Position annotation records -
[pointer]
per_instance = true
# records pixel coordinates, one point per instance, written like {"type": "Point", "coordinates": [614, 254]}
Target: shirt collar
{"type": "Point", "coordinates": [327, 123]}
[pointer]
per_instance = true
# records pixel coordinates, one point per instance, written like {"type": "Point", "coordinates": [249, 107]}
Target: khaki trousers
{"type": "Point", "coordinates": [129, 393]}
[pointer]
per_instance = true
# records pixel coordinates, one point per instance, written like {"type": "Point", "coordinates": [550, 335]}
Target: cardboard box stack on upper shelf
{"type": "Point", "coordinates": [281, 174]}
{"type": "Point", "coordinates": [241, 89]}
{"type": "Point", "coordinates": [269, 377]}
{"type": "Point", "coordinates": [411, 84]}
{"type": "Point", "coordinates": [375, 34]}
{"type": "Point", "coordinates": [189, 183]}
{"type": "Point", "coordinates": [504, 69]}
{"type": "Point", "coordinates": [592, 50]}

Written exercise -
Quote all of the items above verbatim, keeping each line unchanged.

Finished answer -
[pointer]
per_instance = true
# records pixel coordinates, one point per instance, written like {"type": "Point", "coordinates": [614, 254]}
Target: shirt collar
{"type": "Point", "coordinates": [327, 123]}
[pointer]
per_instance = true
# records pixel coordinates, one point per instance, written like {"type": "Point", "coordinates": [249, 107]}
Target: khaki trousers
{"type": "Point", "coordinates": [129, 393]}
[pointer]
per_instance = true
# records pixel coordinates, one point per instance, written like {"type": "Point", "coordinates": [550, 335]}
Target: cardboard box stack on upper shelf
{"type": "Point", "coordinates": [281, 174]}
{"type": "Point", "coordinates": [241, 89]}
{"type": "Point", "coordinates": [269, 377]}
{"type": "Point", "coordinates": [411, 84]}
{"type": "Point", "coordinates": [375, 34]}
{"type": "Point", "coordinates": [189, 183]}
{"type": "Point", "coordinates": [504, 69]}
{"type": "Point", "coordinates": [592, 50]}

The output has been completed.